Records of labeled boxes
■ ■ ■ ■ ■

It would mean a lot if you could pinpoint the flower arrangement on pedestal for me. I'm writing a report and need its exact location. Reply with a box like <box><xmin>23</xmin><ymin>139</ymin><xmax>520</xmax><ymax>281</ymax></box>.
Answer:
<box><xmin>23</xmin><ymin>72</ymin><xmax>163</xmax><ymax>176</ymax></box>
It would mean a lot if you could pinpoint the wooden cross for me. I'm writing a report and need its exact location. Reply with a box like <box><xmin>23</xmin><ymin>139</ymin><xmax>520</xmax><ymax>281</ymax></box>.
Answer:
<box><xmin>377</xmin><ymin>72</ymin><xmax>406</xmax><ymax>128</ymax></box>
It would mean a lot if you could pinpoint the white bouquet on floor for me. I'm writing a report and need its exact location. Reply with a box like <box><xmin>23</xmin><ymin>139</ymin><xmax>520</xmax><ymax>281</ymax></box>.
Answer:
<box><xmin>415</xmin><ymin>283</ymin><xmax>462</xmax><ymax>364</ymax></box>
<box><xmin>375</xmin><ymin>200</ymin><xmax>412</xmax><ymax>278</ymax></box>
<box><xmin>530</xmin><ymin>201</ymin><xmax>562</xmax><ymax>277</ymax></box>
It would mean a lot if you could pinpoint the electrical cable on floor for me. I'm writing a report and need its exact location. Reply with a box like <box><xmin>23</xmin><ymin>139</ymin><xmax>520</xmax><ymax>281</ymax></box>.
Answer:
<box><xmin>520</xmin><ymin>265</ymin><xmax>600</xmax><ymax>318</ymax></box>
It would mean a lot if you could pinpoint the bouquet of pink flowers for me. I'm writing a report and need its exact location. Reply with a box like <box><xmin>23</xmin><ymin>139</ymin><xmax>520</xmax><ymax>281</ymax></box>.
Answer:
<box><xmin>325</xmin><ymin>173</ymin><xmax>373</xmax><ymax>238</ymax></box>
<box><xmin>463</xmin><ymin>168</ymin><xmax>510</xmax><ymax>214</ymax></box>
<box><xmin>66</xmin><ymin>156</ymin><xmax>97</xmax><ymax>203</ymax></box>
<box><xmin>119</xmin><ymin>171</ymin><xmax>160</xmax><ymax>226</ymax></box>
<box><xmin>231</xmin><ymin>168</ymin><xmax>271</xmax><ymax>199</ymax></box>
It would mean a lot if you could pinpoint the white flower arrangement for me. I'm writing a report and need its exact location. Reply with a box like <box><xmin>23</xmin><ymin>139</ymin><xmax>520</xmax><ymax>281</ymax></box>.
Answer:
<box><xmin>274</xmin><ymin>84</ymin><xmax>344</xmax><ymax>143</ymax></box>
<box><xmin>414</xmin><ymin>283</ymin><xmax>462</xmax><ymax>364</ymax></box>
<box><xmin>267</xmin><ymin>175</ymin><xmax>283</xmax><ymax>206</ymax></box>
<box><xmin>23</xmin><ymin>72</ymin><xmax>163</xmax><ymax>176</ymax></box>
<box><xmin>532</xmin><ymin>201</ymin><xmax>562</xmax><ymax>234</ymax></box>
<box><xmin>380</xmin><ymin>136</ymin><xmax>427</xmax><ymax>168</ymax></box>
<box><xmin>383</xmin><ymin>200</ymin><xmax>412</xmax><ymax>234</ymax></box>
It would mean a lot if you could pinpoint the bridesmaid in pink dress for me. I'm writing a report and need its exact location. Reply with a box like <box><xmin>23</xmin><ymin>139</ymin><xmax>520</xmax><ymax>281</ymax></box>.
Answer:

■ ■ ■ ■ ■

### Exercise requirements
Print the lines above unchanged, every one of them.

### Exercise answer
It would mean a lot if you could pinpoint the flower arrangement on pedestal for me. I'm writing a report and need its exact location. Reply with a box like <box><xmin>23</xmin><ymin>139</ymin><xmax>520</xmax><ymax>281</ymax></box>.
Answer:
<box><xmin>23</xmin><ymin>72</ymin><xmax>163</xmax><ymax>176</ymax></box>
It would mean a lot if you could pinpoint the wooden cross for me. I'm writing a report and need its exact location. Reply with a box like <box><xmin>23</xmin><ymin>139</ymin><xmax>520</xmax><ymax>281</ymax></box>.
Answer:
<box><xmin>377</xmin><ymin>72</ymin><xmax>406</xmax><ymax>128</ymax></box>
It would mean a lot if you could pinpoint the white bouquet on floor for me. I'm writing a report and need its exact location. Reply with a box like <box><xmin>23</xmin><ymin>139</ymin><xmax>520</xmax><ymax>281</ymax></box>.
Answer:
<box><xmin>415</xmin><ymin>283</ymin><xmax>462</xmax><ymax>364</ymax></box>
<box><xmin>375</xmin><ymin>200</ymin><xmax>412</xmax><ymax>278</ymax></box>
<box><xmin>530</xmin><ymin>201</ymin><xmax>562</xmax><ymax>277</ymax></box>
It would mean a lot if you could pinpoint the electrical cable on floor for me. I'm writing a report and need its exact location. Reply with a box like <box><xmin>23</xmin><ymin>139</ymin><xmax>520</xmax><ymax>281</ymax></box>.
Answer:
<box><xmin>520</xmin><ymin>265</ymin><xmax>600</xmax><ymax>318</ymax></box>
It would mean a lot if you could pinpoint the bouquet of pink flowers for me. I'm writing a report and need its exact location. Reply with a box like <box><xmin>23</xmin><ymin>139</ymin><xmax>520</xmax><ymax>281</ymax></box>.
Answer:
<box><xmin>325</xmin><ymin>173</ymin><xmax>373</xmax><ymax>238</ymax></box>
<box><xmin>463</xmin><ymin>168</ymin><xmax>510</xmax><ymax>214</ymax></box>
<box><xmin>66</xmin><ymin>156</ymin><xmax>97</xmax><ymax>203</ymax></box>
<box><xmin>119</xmin><ymin>171</ymin><xmax>160</xmax><ymax>226</ymax></box>
<box><xmin>231</xmin><ymin>168</ymin><xmax>271</xmax><ymax>199</ymax></box>
It would mean a lot if you could pinpoint the white flower arrangement for me. I'm writing a report and need its exact location. Reply with a box like <box><xmin>23</xmin><ymin>139</ymin><xmax>520</xmax><ymax>281</ymax></box>.
Answer:
<box><xmin>274</xmin><ymin>84</ymin><xmax>344</xmax><ymax>143</ymax></box>
<box><xmin>414</xmin><ymin>283</ymin><xmax>462</xmax><ymax>364</ymax></box>
<box><xmin>267</xmin><ymin>175</ymin><xmax>283</xmax><ymax>206</ymax></box>
<box><xmin>23</xmin><ymin>72</ymin><xmax>163</xmax><ymax>176</ymax></box>
<box><xmin>532</xmin><ymin>201</ymin><xmax>562</xmax><ymax>234</ymax></box>
<box><xmin>380</xmin><ymin>136</ymin><xmax>427</xmax><ymax>168</ymax></box>
<box><xmin>383</xmin><ymin>200</ymin><xmax>412</xmax><ymax>234</ymax></box>
It would mean a lot if you could pinpoint the bridesmaid in pink dress for me. I'm writing a report and need its exact location. Reply with a box like <box><xmin>23</xmin><ymin>139</ymin><xmax>520</xmax><ymax>281</ymax></box>.
Answer:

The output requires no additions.